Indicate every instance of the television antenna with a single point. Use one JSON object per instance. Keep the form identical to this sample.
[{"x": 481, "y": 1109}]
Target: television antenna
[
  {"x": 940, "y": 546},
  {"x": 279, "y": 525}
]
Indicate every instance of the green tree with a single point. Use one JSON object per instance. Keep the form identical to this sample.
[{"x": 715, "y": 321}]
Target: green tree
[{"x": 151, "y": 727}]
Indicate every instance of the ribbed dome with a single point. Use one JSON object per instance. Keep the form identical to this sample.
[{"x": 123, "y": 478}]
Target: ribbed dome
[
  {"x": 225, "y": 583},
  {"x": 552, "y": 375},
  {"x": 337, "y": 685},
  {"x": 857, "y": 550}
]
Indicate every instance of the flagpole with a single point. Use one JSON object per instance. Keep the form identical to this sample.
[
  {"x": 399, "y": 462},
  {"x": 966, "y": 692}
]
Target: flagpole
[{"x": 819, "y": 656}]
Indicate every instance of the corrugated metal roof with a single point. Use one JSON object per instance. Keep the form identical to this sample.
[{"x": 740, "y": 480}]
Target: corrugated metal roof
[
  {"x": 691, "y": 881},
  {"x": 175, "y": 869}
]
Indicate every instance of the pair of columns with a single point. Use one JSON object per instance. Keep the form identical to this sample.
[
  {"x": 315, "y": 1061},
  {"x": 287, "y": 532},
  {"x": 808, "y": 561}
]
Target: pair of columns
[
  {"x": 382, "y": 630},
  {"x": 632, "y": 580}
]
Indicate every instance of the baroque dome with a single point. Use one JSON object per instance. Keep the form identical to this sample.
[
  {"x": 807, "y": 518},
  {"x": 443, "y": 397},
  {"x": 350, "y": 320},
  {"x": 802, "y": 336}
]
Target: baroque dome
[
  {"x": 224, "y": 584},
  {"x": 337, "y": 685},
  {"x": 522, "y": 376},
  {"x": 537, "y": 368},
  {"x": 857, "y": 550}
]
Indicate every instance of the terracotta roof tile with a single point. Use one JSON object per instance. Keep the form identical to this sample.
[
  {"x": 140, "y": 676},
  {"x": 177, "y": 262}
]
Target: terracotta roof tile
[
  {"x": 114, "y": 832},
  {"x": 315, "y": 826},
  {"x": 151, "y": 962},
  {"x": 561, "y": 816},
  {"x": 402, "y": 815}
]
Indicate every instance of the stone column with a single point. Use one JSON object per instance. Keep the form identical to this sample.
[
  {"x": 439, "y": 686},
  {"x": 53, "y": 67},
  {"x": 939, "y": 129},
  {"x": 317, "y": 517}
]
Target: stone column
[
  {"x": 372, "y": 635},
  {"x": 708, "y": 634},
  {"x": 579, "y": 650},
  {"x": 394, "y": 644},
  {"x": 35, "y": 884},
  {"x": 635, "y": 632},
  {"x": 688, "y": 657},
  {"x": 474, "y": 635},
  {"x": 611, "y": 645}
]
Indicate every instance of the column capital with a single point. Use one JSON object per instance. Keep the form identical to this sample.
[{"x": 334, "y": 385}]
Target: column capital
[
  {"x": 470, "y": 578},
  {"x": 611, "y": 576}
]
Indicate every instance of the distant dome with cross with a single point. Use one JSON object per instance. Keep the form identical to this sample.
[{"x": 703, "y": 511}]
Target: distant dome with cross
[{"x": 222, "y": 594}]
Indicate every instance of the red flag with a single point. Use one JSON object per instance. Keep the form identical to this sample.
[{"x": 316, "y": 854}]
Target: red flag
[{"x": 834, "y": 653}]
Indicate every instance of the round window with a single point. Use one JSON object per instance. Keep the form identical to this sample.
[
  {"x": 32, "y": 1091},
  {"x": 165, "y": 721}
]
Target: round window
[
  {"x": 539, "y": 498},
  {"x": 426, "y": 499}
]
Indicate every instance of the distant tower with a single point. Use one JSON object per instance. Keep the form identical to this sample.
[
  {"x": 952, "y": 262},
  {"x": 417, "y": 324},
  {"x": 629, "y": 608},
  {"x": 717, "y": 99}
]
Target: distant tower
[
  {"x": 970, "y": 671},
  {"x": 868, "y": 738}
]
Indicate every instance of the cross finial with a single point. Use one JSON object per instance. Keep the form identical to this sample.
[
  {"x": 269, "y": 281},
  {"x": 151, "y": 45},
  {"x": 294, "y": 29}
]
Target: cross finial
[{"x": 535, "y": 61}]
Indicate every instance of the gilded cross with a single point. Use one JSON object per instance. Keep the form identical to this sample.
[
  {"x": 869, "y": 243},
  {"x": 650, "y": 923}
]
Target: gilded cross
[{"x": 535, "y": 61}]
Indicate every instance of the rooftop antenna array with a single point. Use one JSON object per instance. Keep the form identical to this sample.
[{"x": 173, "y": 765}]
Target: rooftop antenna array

◆ ◆ ◆ ◆ ◆

What needs to be done –
Quote the material exactly, leaving nothing out.

Solved problem –
Indicate every instance of the television antenna with a single point. Use one JSON object per instance. Keep the form identical to this sample.
[{"x": 481, "y": 1109}]
Target: television antenna
[
  {"x": 940, "y": 546},
  {"x": 279, "y": 525}
]
Indicate every instance of the green tree with a single point. Use one JSON object per instance. Keep the form identical to this sample.
[{"x": 715, "y": 321}]
Target: green tree
[{"x": 151, "y": 727}]
Indicate every instance of the ribbed dome with a single point. Use one JSON object per instance. Keep the form identical to this sample.
[{"x": 123, "y": 478}]
Target: ribbed dome
[
  {"x": 225, "y": 583},
  {"x": 552, "y": 375},
  {"x": 337, "y": 685},
  {"x": 857, "y": 550}
]
Indicate every instance of the flagpole with a single point. Use one JSON object per instance. Keep the form identical to this sample.
[
  {"x": 399, "y": 462},
  {"x": 966, "y": 692}
]
Target: flagpole
[{"x": 819, "y": 656}]
Indicate every instance of the corrugated metal roof with a single point. Use one JSON object per instance. Keep the form identical to this sample.
[{"x": 740, "y": 480}]
Target: corrugated metal roof
[
  {"x": 691, "y": 881},
  {"x": 175, "y": 869}
]
Indicate every instance of the pair of columns with a single point. Use one JSON object per instance. Keep the form identical to this sample.
[
  {"x": 315, "y": 1061},
  {"x": 287, "y": 532},
  {"x": 808, "y": 561}
]
Target: pair of columns
[
  {"x": 382, "y": 630},
  {"x": 632, "y": 580}
]
Indicate every instance of the baroque dome with a single point. Use one JSON object per instance. Keep the form identical to this sample.
[
  {"x": 807, "y": 518},
  {"x": 443, "y": 397},
  {"x": 350, "y": 320},
  {"x": 802, "y": 336}
]
Target: baroque dome
[
  {"x": 224, "y": 584},
  {"x": 337, "y": 685},
  {"x": 522, "y": 376},
  {"x": 537, "y": 368},
  {"x": 857, "y": 550}
]
Indicate every instance of the terracotta roof tile with a single point. Use one JSON object per instance. Keep the form identical to this sample.
[
  {"x": 140, "y": 676},
  {"x": 177, "y": 262}
]
Target: terracotta roof tile
[
  {"x": 114, "y": 832},
  {"x": 315, "y": 826},
  {"x": 151, "y": 962},
  {"x": 561, "y": 816},
  {"x": 402, "y": 815}
]
Indicate every instance of the stone column with a single point. Use one JSON object per instance. Keep the form identical to this sample.
[
  {"x": 439, "y": 686},
  {"x": 53, "y": 67},
  {"x": 939, "y": 129},
  {"x": 317, "y": 517}
]
Target: stone column
[
  {"x": 372, "y": 635},
  {"x": 708, "y": 634},
  {"x": 579, "y": 650},
  {"x": 394, "y": 644},
  {"x": 35, "y": 884},
  {"x": 635, "y": 632},
  {"x": 688, "y": 657},
  {"x": 474, "y": 635},
  {"x": 611, "y": 645}
]
Indicate every instance of the column capital with a single point. Use one JSON object per instance. Keep the form identical to this sample.
[{"x": 334, "y": 385}]
Target: column capital
[
  {"x": 470, "y": 578},
  {"x": 611, "y": 576}
]
Indicate every instance of the distant dome with cross with a single point. Use one JSON object per instance. Keep the form identical to this sample.
[{"x": 703, "y": 511}]
Target: distant dome with cross
[{"x": 222, "y": 594}]
Indicate every instance of the red flag with a single point. Use one JSON object per instance. Keep the form identical to this sample.
[{"x": 316, "y": 854}]
Target: red flag
[{"x": 834, "y": 653}]
Indicate every instance of the round window with a single point. Use one JSON object per instance. Keep the form identical to this sample.
[
  {"x": 32, "y": 1091},
  {"x": 165, "y": 721}
]
Target: round window
[
  {"x": 539, "y": 498},
  {"x": 426, "y": 499}
]
Indicate every instance of the distant tower with a single point. Use one JSON object per instance. Keep the form identical to this sample.
[
  {"x": 952, "y": 262},
  {"x": 417, "y": 324},
  {"x": 629, "y": 608},
  {"x": 717, "y": 99}
]
Target: distant tower
[
  {"x": 970, "y": 671},
  {"x": 868, "y": 738}
]
Indicate every instance of the cross finial with a single point. Use one JSON object per instance. Keep the form identical to this sample.
[
  {"x": 269, "y": 281},
  {"x": 151, "y": 45},
  {"x": 294, "y": 29}
]
Target: cross finial
[{"x": 535, "y": 61}]
Indicate every instance of the gilded cross with a single point. Use one JSON object per instance. Keep the form identical to this sample.
[
  {"x": 869, "y": 243},
  {"x": 650, "y": 923}
]
Target: gilded cross
[{"x": 535, "y": 61}]
Indicate every instance of the rooftop antenna array with a single point. Use one JSON object per instance. Keep the form identical to this sample.
[{"x": 173, "y": 765}]
Target: rooftop antenna array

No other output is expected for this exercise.